▸ Assignment: Could you return all of the listing below exactly, please?

▸ Data shown:
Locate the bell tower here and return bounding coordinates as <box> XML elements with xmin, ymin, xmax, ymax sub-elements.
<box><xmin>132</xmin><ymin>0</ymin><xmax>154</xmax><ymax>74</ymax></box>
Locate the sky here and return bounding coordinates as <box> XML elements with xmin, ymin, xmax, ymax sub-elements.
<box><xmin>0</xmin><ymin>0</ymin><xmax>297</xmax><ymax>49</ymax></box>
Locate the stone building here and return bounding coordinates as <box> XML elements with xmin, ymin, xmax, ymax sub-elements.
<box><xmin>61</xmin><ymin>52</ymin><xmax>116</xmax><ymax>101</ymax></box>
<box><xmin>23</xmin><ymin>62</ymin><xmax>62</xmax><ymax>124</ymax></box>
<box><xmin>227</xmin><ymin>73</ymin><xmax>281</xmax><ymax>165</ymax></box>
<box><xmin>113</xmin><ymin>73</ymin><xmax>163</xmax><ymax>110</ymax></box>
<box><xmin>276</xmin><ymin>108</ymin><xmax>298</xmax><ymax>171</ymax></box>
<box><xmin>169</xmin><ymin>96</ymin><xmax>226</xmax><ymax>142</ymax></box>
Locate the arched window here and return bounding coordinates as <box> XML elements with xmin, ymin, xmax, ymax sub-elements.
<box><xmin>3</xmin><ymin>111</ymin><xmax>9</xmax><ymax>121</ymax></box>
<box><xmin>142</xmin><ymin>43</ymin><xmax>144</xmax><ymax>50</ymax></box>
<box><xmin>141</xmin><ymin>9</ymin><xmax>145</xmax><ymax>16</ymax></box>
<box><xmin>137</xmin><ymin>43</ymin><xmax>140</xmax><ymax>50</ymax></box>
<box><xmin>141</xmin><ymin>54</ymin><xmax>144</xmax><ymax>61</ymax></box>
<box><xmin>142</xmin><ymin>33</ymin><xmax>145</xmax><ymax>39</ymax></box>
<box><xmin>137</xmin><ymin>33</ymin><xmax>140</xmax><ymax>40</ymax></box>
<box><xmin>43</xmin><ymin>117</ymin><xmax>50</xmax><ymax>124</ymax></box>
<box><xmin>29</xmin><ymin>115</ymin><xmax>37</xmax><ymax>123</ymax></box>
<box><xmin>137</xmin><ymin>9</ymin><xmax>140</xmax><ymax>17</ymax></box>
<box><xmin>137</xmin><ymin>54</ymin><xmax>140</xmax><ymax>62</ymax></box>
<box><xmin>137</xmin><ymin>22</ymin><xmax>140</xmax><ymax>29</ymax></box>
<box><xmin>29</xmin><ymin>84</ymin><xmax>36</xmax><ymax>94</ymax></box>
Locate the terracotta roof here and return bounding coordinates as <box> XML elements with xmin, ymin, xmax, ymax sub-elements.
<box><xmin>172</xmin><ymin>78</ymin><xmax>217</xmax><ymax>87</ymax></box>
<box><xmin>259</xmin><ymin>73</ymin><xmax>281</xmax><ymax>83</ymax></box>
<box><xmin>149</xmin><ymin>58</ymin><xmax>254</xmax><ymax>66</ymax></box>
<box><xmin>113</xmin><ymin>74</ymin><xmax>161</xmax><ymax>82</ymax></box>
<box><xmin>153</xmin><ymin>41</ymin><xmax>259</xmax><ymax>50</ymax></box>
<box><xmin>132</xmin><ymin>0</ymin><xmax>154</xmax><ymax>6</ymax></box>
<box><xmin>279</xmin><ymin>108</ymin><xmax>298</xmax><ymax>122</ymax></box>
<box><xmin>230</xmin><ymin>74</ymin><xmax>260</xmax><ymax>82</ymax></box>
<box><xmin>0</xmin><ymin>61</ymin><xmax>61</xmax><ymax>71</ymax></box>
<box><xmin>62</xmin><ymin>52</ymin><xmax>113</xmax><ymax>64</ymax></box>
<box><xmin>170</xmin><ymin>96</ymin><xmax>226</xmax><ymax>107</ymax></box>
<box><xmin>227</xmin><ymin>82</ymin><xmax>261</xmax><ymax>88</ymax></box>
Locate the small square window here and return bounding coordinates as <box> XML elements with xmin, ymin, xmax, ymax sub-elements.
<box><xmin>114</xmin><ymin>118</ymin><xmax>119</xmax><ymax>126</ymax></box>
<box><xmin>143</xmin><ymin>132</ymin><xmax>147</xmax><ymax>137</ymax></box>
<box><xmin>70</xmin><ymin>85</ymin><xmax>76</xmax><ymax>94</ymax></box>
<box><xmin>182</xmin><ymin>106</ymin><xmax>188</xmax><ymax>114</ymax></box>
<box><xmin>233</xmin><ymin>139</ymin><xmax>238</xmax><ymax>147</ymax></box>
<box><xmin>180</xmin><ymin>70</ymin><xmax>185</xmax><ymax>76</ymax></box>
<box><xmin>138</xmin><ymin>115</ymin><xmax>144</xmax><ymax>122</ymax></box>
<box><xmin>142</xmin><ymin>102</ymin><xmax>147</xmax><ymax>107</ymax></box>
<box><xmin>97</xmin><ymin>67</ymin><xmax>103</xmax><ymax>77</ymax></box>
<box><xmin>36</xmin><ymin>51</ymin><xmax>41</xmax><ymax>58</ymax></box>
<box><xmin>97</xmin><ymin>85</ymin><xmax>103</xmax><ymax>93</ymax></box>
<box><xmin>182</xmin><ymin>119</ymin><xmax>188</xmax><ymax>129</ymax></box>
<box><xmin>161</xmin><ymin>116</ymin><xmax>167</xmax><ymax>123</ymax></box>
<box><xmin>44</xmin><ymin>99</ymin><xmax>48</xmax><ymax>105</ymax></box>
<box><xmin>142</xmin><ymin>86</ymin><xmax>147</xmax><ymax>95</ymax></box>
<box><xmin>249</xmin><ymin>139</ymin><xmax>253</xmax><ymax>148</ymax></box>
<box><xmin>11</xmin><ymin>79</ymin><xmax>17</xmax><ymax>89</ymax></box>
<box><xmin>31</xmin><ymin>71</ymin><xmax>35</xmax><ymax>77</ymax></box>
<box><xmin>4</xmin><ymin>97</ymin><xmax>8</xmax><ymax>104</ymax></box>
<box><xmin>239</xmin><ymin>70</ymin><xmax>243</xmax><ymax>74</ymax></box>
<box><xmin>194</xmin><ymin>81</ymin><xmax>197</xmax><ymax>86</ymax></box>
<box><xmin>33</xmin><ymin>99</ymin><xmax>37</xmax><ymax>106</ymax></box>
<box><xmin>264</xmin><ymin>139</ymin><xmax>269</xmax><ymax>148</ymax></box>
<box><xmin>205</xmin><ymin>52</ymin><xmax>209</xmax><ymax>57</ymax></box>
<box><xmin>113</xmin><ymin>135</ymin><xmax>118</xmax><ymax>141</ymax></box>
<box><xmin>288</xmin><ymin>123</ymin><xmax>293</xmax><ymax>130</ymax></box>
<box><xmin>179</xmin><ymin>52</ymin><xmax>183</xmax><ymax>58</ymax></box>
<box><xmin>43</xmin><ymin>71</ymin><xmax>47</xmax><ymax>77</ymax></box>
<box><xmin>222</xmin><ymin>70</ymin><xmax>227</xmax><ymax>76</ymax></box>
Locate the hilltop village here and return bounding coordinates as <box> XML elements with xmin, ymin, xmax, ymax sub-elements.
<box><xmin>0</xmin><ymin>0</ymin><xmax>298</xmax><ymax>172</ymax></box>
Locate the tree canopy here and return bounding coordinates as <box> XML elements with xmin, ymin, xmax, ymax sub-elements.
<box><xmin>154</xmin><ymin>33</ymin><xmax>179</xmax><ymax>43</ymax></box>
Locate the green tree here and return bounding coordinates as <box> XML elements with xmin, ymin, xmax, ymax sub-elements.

▸ Response:
Locate the bell tower here and return bounding coordinates as <box> XML elements with xmin, ymin, xmax, ymax sub-elements.
<box><xmin>132</xmin><ymin>0</ymin><xmax>154</xmax><ymax>74</ymax></box>
Locate the sky here and return bounding coordinates as <box> XML elements with xmin, ymin, xmax, ymax sub-elements.
<box><xmin>0</xmin><ymin>0</ymin><xmax>297</xmax><ymax>49</ymax></box>
Locate the stone building here and return bounding coordinates as <box> XML elements with xmin, ymin, xmax, ymax sub-elements.
<box><xmin>61</xmin><ymin>52</ymin><xmax>116</xmax><ymax>101</ymax></box>
<box><xmin>23</xmin><ymin>62</ymin><xmax>62</xmax><ymax>124</ymax></box>
<box><xmin>227</xmin><ymin>73</ymin><xmax>281</xmax><ymax>165</ymax></box>
<box><xmin>113</xmin><ymin>73</ymin><xmax>163</xmax><ymax>110</ymax></box>
<box><xmin>276</xmin><ymin>108</ymin><xmax>298</xmax><ymax>171</ymax></box>
<box><xmin>169</xmin><ymin>96</ymin><xmax>226</xmax><ymax>142</ymax></box>
Locate the arched window here and return bounding coordinates as <box> XML elements with xmin, ymin, xmax, ymax sub-elements.
<box><xmin>3</xmin><ymin>111</ymin><xmax>9</xmax><ymax>121</ymax></box>
<box><xmin>142</xmin><ymin>43</ymin><xmax>144</xmax><ymax>50</ymax></box>
<box><xmin>141</xmin><ymin>9</ymin><xmax>145</xmax><ymax>16</ymax></box>
<box><xmin>137</xmin><ymin>43</ymin><xmax>140</xmax><ymax>50</ymax></box>
<box><xmin>141</xmin><ymin>54</ymin><xmax>144</xmax><ymax>61</ymax></box>
<box><xmin>142</xmin><ymin>33</ymin><xmax>145</xmax><ymax>39</ymax></box>
<box><xmin>137</xmin><ymin>33</ymin><xmax>140</xmax><ymax>40</ymax></box>
<box><xmin>43</xmin><ymin>117</ymin><xmax>50</xmax><ymax>124</ymax></box>
<box><xmin>29</xmin><ymin>115</ymin><xmax>37</xmax><ymax>123</ymax></box>
<box><xmin>137</xmin><ymin>9</ymin><xmax>140</xmax><ymax>17</ymax></box>
<box><xmin>137</xmin><ymin>54</ymin><xmax>140</xmax><ymax>62</ymax></box>
<box><xmin>137</xmin><ymin>22</ymin><xmax>140</xmax><ymax>29</ymax></box>
<box><xmin>29</xmin><ymin>84</ymin><xmax>36</xmax><ymax>94</ymax></box>
Locate the terracotta roof here and return bounding coordinates as <box> XML elements with xmin, ymin, xmax, ymax sub-elements.
<box><xmin>172</xmin><ymin>78</ymin><xmax>217</xmax><ymax>87</ymax></box>
<box><xmin>259</xmin><ymin>73</ymin><xmax>281</xmax><ymax>83</ymax></box>
<box><xmin>149</xmin><ymin>58</ymin><xmax>254</xmax><ymax>66</ymax></box>
<box><xmin>113</xmin><ymin>74</ymin><xmax>161</xmax><ymax>82</ymax></box>
<box><xmin>153</xmin><ymin>41</ymin><xmax>259</xmax><ymax>50</ymax></box>
<box><xmin>132</xmin><ymin>0</ymin><xmax>154</xmax><ymax>6</ymax></box>
<box><xmin>279</xmin><ymin>108</ymin><xmax>298</xmax><ymax>122</ymax></box>
<box><xmin>230</xmin><ymin>74</ymin><xmax>260</xmax><ymax>82</ymax></box>
<box><xmin>0</xmin><ymin>61</ymin><xmax>61</xmax><ymax>71</ymax></box>
<box><xmin>62</xmin><ymin>52</ymin><xmax>113</xmax><ymax>64</ymax></box>
<box><xmin>170</xmin><ymin>96</ymin><xmax>226</xmax><ymax>107</ymax></box>
<box><xmin>227</xmin><ymin>82</ymin><xmax>261</xmax><ymax>88</ymax></box>
Locate the small square window here and return bounding coordinates as <box> XML elements with xmin, ymin, xmax, ymax sub-elements.
<box><xmin>114</xmin><ymin>118</ymin><xmax>119</xmax><ymax>126</ymax></box>
<box><xmin>143</xmin><ymin>132</ymin><xmax>147</xmax><ymax>137</ymax></box>
<box><xmin>70</xmin><ymin>85</ymin><xmax>76</xmax><ymax>94</ymax></box>
<box><xmin>182</xmin><ymin>106</ymin><xmax>188</xmax><ymax>114</ymax></box>
<box><xmin>233</xmin><ymin>139</ymin><xmax>238</xmax><ymax>147</ymax></box>
<box><xmin>180</xmin><ymin>70</ymin><xmax>185</xmax><ymax>76</ymax></box>
<box><xmin>138</xmin><ymin>115</ymin><xmax>144</xmax><ymax>122</ymax></box>
<box><xmin>142</xmin><ymin>102</ymin><xmax>147</xmax><ymax>107</ymax></box>
<box><xmin>97</xmin><ymin>67</ymin><xmax>103</xmax><ymax>77</ymax></box>
<box><xmin>36</xmin><ymin>51</ymin><xmax>41</xmax><ymax>58</ymax></box>
<box><xmin>97</xmin><ymin>85</ymin><xmax>103</xmax><ymax>93</ymax></box>
<box><xmin>182</xmin><ymin>119</ymin><xmax>188</xmax><ymax>129</ymax></box>
<box><xmin>161</xmin><ymin>116</ymin><xmax>167</xmax><ymax>123</ymax></box>
<box><xmin>44</xmin><ymin>99</ymin><xmax>48</xmax><ymax>105</ymax></box>
<box><xmin>142</xmin><ymin>86</ymin><xmax>147</xmax><ymax>95</ymax></box>
<box><xmin>249</xmin><ymin>139</ymin><xmax>253</xmax><ymax>148</ymax></box>
<box><xmin>11</xmin><ymin>79</ymin><xmax>17</xmax><ymax>89</ymax></box>
<box><xmin>31</xmin><ymin>71</ymin><xmax>35</xmax><ymax>77</ymax></box>
<box><xmin>4</xmin><ymin>97</ymin><xmax>8</xmax><ymax>104</ymax></box>
<box><xmin>239</xmin><ymin>70</ymin><xmax>243</xmax><ymax>74</ymax></box>
<box><xmin>194</xmin><ymin>81</ymin><xmax>197</xmax><ymax>86</ymax></box>
<box><xmin>33</xmin><ymin>99</ymin><xmax>37</xmax><ymax>106</ymax></box>
<box><xmin>264</xmin><ymin>139</ymin><xmax>269</xmax><ymax>148</ymax></box>
<box><xmin>205</xmin><ymin>52</ymin><xmax>209</xmax><ymax>57</ymax></box>
<box><xmin>113</xmin><ymin>135</ymin><xmax>118</xmax><ymax>141</ymax></box>
<box><xmin>288</xmin><ymin>123</ymin><xmax>293</xmax><ymax>130</ymax></box>
<box><xmin>179</xmin><ymin>52</ymin><xmax>183</xmax><ymax>58</ymax></box>
<box><xmin>43</xmin><ymin>71</ymin><xmax>47</xmax><ymax>77</ymax></box>
<box><xmin>222</xmin><ymin>70</ymin><xmax>227</xmax><ymax>76</ymax></box>
Locate the hilltop village here and return bounding coordinates as <box> XML elements with xmin, ymin, xmax, ymax sub-elements.
<box><xmin>0</xmin><ymin>0</ymin><xmax>298</xmax><ymax>172</ymax></box>
Locate the tree canopy here and return bounding coordinates as <box> XML elements with xmin, ymin, xmax, ymax sub-elements.
<box><xmin>154</xmin><ymin>33</ymin><xmax>179</xmax><ymax>43</ymax></box>
Locate the green tree here and return bounding coordinates as <box> XML elements with xmin, ymin, xmax, ymax sub-elements.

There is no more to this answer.